■ TASK ITEM A
Answer these questions about the post on growing eggs from stem cells:
(i) At what age do most fertility specialists place the tipping point for women's fertility?
(ii) From what kind of cells did Chinese researchers find a way to grow eggs?
(iii) Why could the mice that received the injected cells not become pregnant?
■ TASK ITEM B
In the post on growing eggs from stem cells, swap "surrogate" for "donor" and write out the passage starting at "Biologists have always" and ending at "extra cash !)".
■ TASK ITEM C
Pick up the post about growing eggs from adult ovarian stem cells right after its final sentence and keep writing.

■ SOURCE TEXT
# # #
Monday, April 13, 2009

Tick Tock...Not?


I want to shed a little "lyte" on procreation.  Chinese researchers have found a way to grow eggs from adult ovarian stem cells.  "Wow," you say, "what does that mean?"  It means that proverbial biological clock may have a snooze button.

Biologists have always held to one truth, women are born with all the eggs that they will ever have.  In fact, we have the most eggs in our ovaries while we are in the uterus, and we start shedding them through out our lives.  Most fertility specialists have put the tipping point for women's fertility at 35 years of age.  After that, our eggs are too few and of too poor quality for viable success in fertility treatments.

But wait a minute, what about all those post 40's moms you see in People?  Some use their own eggs, but most are using surrogate eggs.  (A profitable cottage business for fertile college students with high pain thresholds and looking for some extra cash !) 

In experiments using mice, Chinese researchers were able to find and tag female "germline" cells, which could possibly become eggs.  They tagged them with a glow-in-the dark dye and injected them into other mice that could not become pregnant due to chemotherapy.  All of the mice produced eggs.  This was proven when some of the mice were killed and autopsied, and the eggs produced from the tagged cells glowed.  The remaining mice got pregnant, gave birth to healthy, normal offspring.  These offspring, if female, had eggs that glowed as well.
# # #
■ PROVIDED DATA

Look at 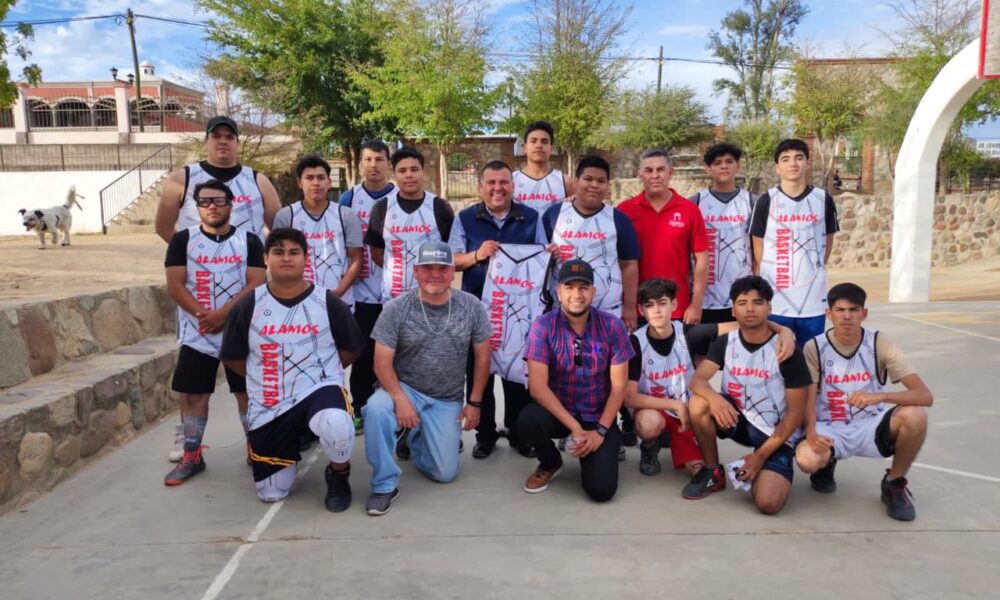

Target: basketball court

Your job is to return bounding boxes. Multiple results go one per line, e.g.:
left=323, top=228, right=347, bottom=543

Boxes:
left=0, top=302, right=1000, bottom=598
# # #
■ EXPECTED ANSWER A
(i) 35 years of age.
(ii) Adult ovarian stem cells.
(iii) Because of chemotherapy.

■ EXPECTED ANSWER B
Biologists have always held to one truth, women are born with all the eggs that they will ever have.  In fact, we have the most eggs in our ovaries while we are in the uterus, and we start shedding them through out our lives.  Most fertility specialists have put the tipping point for women's fertility at 35 years of age.  After that, our eggs are too few and of too poor quality for viable success in fertility treatments.

But wait a minute, what about all those post 40's moms you see in People?  Some use their own eggs, but most are using donor eggs.  (A profitable cottage business for fertile college students with high pain thresholds and looking for some extra cash !)

■ EXPECTED ANSWER C
Now, mice are not people.  As one researcher put it, "Except at Disney World, humans are not large mice."  But this is a significant breakthrough for fertility.  If this procedure works for us, women's reproductive options would broaden considerably.

Women who are rendered infertile due to cancer treatments could go on to have children.  Women who for some reason have defective eggs could possibly grow better ones.  Women who want to postpone motherhood would no longer be working against that over 35 deadline.

It's all about choices and options.  I can't imagine having babies later in life, but dammit, if we want to have babies at 70 like Tony Randall, why shouldn't we?  Then you'd both be in diapers at the same time.  Maybe Pampers would give you a discount.